### WHAT THIS EXERCISE ASKS
[A] In the Traeger drip pan thread, why does the first poster consider a stainless steel drip pan the better option?
[B] Write the next part of the Traeger drip pan thread, picking up after its final sentence.

### EXTRACT PROVIDED
# Traeger Drip Pan Alternative



## improvemybbq

As great as a Traeger is, drip pan maintenance is definitely one of the biggest hassles of owning one. First, after just a few smoking/grilling sessions, the drip pan, even if you carefully wrapped it in foil, is nasty. Plus, unwrapping and rewrapping the drip pan in new tin foil is a messy and time-consuming job. In addition, no matter carefully you wrap the drip pan or how many layers of foil you use, some grease contacts the original Trager steel pan and corrodes it.
A stainless steel drip pan would be a much better option. First, for some, wrapping would not be necessary. Running the Traeger at high heat for 15 minutes post cook would allow most grease to run down the drip pan. For others, tin foil wrapping would be more effective and, in cases where grease contacted the pan, it would be far less likely to corrode.

Are there any stainless steel alternatives that can be purchased? If not, is this an issue anyone else has experienced? I may look into creating a stainless steel alternative if there are not any for sale.


----------



## Traeger.Rage.BBQ

ABSOLUTELY YES!!!

All the Traeger’s I’ve had, have all of Smokey Daddy Inc’s heavy gauge stainless steel internals. I upgraded my 22” with the new Pro AGL controller and Dennis’s internals and gave it to our daughter. My Pro 34 has his components.

Object position labeling lines
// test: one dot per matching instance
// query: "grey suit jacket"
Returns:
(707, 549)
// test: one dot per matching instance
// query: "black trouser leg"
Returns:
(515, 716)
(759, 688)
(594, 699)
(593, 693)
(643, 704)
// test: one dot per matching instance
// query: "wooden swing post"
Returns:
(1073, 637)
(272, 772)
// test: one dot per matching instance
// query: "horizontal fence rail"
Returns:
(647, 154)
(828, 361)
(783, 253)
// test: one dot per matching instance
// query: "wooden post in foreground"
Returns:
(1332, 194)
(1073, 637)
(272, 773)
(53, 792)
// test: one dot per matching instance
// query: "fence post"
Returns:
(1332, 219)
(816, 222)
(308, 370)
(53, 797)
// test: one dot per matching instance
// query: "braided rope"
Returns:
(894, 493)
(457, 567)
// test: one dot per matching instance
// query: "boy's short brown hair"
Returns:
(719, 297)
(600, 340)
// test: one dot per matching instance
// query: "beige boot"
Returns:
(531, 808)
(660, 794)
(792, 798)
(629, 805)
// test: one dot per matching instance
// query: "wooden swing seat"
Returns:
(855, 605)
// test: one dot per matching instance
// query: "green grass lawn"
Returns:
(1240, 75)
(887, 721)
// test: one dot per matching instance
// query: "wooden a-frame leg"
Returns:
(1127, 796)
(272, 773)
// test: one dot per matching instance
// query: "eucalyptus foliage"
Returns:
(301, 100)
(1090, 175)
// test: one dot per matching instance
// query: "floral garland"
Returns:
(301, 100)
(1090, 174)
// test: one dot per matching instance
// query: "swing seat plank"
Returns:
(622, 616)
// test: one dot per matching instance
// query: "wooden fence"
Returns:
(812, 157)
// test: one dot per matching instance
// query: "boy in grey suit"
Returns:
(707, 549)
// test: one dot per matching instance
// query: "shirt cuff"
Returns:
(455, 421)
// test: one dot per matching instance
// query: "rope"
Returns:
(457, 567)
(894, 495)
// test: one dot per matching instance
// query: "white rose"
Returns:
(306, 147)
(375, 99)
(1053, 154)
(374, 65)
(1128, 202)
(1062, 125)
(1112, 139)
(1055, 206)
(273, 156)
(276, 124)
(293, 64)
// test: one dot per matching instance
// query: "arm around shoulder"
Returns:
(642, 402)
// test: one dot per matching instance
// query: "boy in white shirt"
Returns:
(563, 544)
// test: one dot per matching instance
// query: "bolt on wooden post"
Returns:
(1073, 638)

### RESPONSES BY TASK
[A] With a stainless steel pan, some owners could skip foil wrapping altogether. Running the Traeger at high heat for 15 minutes after a cook would let most of the grease run down the pan. For those who still wrap it, the foil would work better, and any grease that reached the pan would be far less likely to corrode it.

[B]
10ga heat shields and 11ga drip pans. The heavier gauge SS also helps distribute heat better across the grate.

https://smokedaddyinc.com/product/oem-replacement-drip-pan-heavy-duty-11ga/

https://smokedaddyinc.com/product/oem-replacment-heat-diffuser-heavy-duty-10-gauge/

I also run Dennis’ PID controller. Absolutely great people and the very best help after sales. I recently had to send my PID back for a reflash. Dennis even sent two awesome aluminum sticker back in the box.

Pat


----------



## improvemybbq

The drip pan is OEM. I do not think that it is stainless steel. I am talking about a stainless steel one that will not have some of the same problems.


----------



## Traeger.Rage.BBQ

improvemybbq said:


> The drip pan is OEM. I do not think that it is stainless steel. I am talking about a stainless steel one that will not have some of the same problems.


I was mistaken in thinking Smoke Daddy’s was SS.

These are indeed SS.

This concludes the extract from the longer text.